[start]

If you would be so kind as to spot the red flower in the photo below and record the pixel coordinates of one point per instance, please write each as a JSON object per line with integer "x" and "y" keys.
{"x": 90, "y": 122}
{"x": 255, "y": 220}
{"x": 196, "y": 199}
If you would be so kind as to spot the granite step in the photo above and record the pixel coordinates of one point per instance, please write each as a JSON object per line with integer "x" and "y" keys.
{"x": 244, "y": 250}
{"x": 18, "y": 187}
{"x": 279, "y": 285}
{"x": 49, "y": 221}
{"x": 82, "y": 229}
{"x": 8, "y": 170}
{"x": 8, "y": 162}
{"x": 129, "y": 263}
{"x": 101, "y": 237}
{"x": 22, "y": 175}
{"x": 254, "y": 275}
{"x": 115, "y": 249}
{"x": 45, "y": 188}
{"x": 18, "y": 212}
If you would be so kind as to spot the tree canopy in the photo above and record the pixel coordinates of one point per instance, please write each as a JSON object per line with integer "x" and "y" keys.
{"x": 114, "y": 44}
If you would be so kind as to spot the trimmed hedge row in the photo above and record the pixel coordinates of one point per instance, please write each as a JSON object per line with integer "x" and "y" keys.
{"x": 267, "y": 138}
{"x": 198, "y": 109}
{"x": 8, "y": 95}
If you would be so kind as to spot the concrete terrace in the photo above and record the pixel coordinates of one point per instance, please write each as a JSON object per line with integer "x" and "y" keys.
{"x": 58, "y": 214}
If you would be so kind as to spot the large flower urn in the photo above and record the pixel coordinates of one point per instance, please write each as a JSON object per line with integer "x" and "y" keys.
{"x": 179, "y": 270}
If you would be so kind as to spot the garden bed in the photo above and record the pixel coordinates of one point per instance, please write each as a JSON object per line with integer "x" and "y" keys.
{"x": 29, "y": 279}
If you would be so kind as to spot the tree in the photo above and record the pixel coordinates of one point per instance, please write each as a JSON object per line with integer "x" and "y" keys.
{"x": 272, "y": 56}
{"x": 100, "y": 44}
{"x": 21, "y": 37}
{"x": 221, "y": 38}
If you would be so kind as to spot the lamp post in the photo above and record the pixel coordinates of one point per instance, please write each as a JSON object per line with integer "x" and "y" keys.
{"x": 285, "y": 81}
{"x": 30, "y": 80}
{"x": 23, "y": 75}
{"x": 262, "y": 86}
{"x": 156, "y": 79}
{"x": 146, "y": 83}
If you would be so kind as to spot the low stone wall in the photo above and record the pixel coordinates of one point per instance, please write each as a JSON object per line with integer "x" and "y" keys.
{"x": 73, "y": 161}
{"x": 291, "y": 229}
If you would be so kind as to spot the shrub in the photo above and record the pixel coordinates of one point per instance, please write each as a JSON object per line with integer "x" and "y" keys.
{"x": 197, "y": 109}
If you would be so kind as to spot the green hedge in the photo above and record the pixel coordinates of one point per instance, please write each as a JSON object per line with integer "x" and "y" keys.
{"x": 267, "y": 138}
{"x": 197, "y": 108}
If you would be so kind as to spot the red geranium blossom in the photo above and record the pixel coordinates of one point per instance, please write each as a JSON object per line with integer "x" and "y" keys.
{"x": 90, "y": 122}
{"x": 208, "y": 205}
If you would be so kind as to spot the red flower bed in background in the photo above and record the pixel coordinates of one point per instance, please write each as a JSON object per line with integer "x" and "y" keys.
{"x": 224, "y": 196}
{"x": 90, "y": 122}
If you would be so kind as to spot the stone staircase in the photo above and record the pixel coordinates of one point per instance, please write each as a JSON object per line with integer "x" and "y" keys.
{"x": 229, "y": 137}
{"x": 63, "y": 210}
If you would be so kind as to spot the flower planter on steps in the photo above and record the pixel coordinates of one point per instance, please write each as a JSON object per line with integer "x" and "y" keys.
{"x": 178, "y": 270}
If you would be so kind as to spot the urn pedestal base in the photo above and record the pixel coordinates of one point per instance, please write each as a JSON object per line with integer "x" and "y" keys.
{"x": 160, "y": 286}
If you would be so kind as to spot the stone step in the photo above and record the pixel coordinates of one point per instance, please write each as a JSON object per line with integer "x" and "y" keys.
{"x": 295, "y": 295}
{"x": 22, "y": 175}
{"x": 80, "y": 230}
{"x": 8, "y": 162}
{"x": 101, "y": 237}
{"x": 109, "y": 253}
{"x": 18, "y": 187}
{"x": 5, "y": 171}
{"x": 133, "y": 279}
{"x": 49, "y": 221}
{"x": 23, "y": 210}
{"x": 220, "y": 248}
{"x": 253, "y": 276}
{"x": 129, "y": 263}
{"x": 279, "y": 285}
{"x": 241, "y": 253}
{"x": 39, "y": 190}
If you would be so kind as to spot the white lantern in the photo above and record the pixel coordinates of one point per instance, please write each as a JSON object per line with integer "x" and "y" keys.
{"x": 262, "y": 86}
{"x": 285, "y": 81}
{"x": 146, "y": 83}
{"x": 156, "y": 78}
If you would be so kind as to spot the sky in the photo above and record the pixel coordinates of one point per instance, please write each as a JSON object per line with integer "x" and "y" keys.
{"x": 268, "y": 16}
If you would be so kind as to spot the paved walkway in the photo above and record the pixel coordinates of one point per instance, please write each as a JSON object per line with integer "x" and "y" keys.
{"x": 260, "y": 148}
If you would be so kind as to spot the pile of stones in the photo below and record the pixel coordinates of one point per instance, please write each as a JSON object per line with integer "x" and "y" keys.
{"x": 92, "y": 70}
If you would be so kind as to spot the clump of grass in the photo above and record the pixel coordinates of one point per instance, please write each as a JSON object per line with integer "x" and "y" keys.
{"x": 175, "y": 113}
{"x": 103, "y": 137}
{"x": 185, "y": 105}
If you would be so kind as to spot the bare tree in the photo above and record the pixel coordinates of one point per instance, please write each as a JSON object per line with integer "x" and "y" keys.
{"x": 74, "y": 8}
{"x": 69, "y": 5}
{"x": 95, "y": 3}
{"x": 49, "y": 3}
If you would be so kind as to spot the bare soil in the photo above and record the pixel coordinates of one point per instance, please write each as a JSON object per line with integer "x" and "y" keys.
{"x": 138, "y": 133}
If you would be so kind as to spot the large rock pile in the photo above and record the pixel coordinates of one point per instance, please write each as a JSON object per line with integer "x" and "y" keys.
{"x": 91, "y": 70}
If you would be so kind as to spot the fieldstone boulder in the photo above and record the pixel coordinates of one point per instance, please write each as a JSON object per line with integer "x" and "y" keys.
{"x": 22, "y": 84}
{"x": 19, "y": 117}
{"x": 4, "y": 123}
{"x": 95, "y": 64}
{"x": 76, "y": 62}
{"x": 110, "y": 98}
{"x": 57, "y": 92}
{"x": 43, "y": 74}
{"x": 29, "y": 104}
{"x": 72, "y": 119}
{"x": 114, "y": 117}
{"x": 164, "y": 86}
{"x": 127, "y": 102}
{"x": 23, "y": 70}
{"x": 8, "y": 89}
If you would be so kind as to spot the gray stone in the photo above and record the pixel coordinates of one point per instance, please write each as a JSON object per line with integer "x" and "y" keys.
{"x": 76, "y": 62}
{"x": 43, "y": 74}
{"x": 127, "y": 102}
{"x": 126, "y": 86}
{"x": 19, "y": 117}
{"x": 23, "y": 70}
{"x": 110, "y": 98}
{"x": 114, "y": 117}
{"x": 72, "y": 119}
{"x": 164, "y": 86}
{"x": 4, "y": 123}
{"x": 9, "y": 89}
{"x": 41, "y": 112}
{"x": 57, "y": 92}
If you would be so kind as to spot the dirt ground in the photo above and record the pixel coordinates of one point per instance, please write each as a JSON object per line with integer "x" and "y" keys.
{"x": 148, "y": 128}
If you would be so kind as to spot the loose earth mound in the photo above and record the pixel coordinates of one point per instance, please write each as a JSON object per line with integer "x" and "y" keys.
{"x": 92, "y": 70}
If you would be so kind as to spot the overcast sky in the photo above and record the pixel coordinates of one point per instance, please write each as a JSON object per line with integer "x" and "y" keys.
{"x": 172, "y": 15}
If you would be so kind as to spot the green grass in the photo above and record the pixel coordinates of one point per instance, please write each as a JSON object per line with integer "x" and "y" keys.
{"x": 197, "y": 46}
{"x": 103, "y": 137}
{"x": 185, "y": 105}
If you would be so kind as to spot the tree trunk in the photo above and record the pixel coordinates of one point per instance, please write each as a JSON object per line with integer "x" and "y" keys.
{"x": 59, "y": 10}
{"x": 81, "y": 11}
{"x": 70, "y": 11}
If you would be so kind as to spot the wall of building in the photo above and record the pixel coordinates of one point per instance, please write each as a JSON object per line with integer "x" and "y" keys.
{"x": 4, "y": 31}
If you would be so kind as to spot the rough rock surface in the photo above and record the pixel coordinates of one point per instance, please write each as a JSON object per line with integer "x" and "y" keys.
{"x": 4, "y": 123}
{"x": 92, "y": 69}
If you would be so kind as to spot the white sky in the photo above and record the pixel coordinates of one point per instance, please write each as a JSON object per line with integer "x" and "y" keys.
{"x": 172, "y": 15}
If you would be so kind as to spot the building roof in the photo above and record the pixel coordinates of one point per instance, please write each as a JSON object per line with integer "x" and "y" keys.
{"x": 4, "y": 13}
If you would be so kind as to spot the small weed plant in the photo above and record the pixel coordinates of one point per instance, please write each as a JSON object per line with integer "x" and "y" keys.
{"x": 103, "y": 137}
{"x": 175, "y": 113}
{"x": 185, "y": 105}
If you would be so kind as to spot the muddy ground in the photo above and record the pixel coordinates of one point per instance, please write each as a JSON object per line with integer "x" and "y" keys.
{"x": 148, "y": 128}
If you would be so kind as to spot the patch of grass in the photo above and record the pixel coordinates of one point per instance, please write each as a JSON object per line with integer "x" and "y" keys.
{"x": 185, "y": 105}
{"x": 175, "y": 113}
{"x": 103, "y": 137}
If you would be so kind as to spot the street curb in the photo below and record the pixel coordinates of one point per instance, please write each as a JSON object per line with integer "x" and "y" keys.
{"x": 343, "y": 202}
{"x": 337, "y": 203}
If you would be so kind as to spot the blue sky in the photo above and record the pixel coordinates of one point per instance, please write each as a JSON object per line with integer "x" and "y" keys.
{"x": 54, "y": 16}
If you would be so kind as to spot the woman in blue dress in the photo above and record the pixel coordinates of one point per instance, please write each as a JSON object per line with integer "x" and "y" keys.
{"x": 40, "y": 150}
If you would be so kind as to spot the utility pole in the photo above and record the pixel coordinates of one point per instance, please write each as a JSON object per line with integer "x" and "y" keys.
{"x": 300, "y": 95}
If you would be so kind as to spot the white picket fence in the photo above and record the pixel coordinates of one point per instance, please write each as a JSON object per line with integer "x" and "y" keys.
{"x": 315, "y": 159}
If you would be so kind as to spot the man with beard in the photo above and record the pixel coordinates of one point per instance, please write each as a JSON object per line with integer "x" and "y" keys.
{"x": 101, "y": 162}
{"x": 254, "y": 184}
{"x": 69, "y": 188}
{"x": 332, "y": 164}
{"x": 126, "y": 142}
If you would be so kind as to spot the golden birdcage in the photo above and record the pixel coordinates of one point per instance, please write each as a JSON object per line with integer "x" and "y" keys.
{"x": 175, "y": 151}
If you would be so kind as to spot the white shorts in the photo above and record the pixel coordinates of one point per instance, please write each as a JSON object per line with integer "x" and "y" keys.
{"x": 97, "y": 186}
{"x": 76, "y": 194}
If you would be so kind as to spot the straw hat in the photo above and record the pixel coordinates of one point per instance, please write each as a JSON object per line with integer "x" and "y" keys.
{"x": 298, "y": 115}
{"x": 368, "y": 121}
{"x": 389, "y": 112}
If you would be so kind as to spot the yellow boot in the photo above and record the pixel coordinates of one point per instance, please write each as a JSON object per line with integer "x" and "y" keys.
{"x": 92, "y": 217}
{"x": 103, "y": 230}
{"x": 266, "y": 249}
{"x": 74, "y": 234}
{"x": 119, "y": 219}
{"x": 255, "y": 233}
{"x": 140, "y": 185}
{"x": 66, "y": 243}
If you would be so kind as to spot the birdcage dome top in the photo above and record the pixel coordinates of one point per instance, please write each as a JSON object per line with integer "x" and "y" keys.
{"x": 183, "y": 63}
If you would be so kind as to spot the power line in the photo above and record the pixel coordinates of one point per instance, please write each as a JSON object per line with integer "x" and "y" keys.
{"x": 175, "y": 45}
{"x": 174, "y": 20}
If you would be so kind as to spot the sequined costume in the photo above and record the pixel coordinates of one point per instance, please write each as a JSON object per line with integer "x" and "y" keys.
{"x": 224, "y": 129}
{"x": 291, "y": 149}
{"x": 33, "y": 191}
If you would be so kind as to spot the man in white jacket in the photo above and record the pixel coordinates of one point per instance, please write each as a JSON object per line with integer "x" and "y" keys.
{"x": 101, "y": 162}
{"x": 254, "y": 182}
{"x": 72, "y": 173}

[end]

### WHAT THE TASK ASKS
Please put every line of the rows, starting at the line that contains "If you would be so kind as to spot the power" and ending at the final line of the rows, into a Markdown table with the columns No. and Line. Number each line and leave out any blank lines.

### SOLUTION FOR THIS PROBLEM
| No. | Line |
|---|---|
| 1 | If you would be so kind as to spot the power line in the photo above and record the pixel coordinates of one point per instance, please write each as a JSON object per line with integer "x" and "y" keys. |
| 2 | {"x": 175, "y": 45} |
| 3 | {"x": 174, "y": 20} |
| 4 | If you would be so kind as to spot the sequined costume in the photo above and record the pixel coordinates of one point per instance, please write each as a JSON object per line with integer "x" and "y" keys. |
| 5 | {"x": 224, "y": 129} |
| 6 | {"x": 291, "y": 149} |
| 7 | {"x": 33, "y": 191} |
| 8 | If you would be so kind as to spot the man in white jacket in the photo above and record the pixel coordinates of one point per instance, please write each as a JSON object per line with integer "x" and "y" keys. |
| 9 | {"x": 101, "y": 162} |
| 10 | {"x": 254, "y": 182} |
| 11 | {"x": 72, "y": 173} |